Text-to-region grounding data
────
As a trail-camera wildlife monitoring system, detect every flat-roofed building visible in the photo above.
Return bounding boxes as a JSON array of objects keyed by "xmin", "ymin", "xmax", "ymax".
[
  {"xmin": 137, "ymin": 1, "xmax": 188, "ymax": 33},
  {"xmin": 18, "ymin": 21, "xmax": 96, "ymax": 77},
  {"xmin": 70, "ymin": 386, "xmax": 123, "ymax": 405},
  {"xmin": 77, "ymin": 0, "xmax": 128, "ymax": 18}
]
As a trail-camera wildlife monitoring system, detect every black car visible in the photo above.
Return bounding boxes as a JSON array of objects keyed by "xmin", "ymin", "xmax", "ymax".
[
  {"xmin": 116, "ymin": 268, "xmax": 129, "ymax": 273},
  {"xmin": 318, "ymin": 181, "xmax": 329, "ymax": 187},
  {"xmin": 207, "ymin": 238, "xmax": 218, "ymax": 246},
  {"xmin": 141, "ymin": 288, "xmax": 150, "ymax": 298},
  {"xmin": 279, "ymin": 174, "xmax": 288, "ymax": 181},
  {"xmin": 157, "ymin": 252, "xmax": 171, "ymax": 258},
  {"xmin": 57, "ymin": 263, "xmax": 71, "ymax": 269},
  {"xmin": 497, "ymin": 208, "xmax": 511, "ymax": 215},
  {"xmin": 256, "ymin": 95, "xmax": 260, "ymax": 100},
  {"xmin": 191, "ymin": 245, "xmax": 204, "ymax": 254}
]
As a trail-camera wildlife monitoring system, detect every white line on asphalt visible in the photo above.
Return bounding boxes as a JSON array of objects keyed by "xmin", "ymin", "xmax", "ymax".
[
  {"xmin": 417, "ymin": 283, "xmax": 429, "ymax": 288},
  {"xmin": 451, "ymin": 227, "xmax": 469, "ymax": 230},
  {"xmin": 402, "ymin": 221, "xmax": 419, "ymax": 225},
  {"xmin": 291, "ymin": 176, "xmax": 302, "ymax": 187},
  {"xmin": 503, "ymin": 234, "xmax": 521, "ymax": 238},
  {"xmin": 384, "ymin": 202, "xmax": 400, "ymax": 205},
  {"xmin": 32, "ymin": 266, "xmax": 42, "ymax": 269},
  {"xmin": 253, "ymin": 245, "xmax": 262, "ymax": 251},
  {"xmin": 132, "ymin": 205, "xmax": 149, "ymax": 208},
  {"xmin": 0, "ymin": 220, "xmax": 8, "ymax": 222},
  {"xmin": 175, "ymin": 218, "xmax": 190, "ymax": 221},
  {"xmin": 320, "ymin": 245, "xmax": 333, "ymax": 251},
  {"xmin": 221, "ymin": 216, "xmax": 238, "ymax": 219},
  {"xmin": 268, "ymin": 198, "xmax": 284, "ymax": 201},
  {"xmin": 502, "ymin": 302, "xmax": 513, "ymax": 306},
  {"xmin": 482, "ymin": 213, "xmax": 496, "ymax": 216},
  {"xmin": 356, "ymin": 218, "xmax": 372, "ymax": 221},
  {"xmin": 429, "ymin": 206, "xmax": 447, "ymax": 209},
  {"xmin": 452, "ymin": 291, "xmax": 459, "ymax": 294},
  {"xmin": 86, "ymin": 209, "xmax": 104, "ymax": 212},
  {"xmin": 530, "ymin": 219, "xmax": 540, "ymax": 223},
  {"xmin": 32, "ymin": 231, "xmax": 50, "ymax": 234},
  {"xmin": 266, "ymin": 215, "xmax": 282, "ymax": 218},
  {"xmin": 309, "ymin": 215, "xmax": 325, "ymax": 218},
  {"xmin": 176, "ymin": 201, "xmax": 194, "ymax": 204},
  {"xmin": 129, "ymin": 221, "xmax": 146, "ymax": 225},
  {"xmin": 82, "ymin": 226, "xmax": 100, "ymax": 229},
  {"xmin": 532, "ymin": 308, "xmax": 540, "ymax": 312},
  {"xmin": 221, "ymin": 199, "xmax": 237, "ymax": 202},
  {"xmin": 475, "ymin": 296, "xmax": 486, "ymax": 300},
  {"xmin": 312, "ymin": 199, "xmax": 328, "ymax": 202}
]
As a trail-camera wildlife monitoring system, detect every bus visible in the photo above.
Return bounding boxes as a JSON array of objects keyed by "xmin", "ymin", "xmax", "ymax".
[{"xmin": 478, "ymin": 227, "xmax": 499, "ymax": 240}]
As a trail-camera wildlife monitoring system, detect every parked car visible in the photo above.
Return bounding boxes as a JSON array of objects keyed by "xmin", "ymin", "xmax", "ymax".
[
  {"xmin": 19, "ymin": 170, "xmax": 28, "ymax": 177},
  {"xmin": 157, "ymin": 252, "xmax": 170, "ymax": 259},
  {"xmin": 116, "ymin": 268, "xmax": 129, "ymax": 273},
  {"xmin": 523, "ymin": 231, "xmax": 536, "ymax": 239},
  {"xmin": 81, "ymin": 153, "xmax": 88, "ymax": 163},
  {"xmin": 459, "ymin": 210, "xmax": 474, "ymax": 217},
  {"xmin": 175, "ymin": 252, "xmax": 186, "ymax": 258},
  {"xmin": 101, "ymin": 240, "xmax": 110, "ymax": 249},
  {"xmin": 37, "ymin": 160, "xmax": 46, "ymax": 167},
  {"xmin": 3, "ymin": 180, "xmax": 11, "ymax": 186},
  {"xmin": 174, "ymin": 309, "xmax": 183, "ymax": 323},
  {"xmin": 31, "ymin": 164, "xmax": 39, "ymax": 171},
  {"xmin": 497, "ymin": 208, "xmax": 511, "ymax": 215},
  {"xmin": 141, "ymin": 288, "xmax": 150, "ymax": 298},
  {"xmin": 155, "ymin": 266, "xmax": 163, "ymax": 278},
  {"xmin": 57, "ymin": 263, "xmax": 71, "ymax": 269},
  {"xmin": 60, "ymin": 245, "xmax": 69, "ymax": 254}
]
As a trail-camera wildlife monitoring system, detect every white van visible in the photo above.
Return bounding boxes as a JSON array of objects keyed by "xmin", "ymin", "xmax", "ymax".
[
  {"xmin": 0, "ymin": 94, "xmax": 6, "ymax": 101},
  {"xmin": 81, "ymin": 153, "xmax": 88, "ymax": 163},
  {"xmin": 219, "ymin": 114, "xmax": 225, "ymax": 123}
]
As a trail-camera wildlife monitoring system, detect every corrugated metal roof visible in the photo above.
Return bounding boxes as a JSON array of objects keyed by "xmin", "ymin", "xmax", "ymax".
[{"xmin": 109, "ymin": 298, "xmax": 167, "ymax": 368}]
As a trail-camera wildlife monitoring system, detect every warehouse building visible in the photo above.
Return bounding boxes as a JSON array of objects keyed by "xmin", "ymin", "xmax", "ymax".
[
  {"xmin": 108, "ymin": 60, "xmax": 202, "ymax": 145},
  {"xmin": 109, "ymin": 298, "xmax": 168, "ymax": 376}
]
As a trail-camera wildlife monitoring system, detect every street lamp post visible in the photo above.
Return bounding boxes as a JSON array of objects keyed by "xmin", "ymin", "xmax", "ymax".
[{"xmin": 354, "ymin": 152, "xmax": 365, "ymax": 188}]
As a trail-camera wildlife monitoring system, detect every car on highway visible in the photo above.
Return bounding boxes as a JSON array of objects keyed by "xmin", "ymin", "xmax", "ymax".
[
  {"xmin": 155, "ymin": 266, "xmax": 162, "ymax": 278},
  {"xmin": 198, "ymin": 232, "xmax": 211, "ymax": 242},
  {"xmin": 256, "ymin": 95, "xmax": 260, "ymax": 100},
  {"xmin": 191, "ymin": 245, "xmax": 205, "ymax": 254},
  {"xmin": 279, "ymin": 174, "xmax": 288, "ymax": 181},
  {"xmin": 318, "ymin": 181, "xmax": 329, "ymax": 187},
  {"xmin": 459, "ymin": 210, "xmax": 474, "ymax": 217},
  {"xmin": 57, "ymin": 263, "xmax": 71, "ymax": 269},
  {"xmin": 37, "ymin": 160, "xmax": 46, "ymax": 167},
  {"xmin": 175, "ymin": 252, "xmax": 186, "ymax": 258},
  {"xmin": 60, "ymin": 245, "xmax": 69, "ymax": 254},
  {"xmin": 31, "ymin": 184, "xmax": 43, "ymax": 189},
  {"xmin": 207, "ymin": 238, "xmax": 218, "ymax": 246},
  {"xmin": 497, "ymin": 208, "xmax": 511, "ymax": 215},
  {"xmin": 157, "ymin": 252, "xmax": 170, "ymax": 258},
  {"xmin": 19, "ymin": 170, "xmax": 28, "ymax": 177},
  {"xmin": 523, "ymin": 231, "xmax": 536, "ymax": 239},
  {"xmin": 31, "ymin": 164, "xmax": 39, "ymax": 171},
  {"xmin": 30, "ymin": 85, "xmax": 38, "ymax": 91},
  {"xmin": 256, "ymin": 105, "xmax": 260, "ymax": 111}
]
────
▶ [Problem details] All lines in the data above from the one with "roof visible in the photo above." through the one with "warehouse building visible in the photo above." must be repeated exactly, and no others.

▶ [Output]
As a trail-camera wildlife monitoring system, detect every corrugated metal roof visible in the photo above.
Return bounding boxes as a JSON array of objects keyed by "xmin", "ymin", "xmax", "ymax".
[{"xmin": 109, "ymin": 298, "xmax": 167, "ymax": 368}]
As a trail-camera wildlife monitoring system, detect every warehouse building visible in the photo above.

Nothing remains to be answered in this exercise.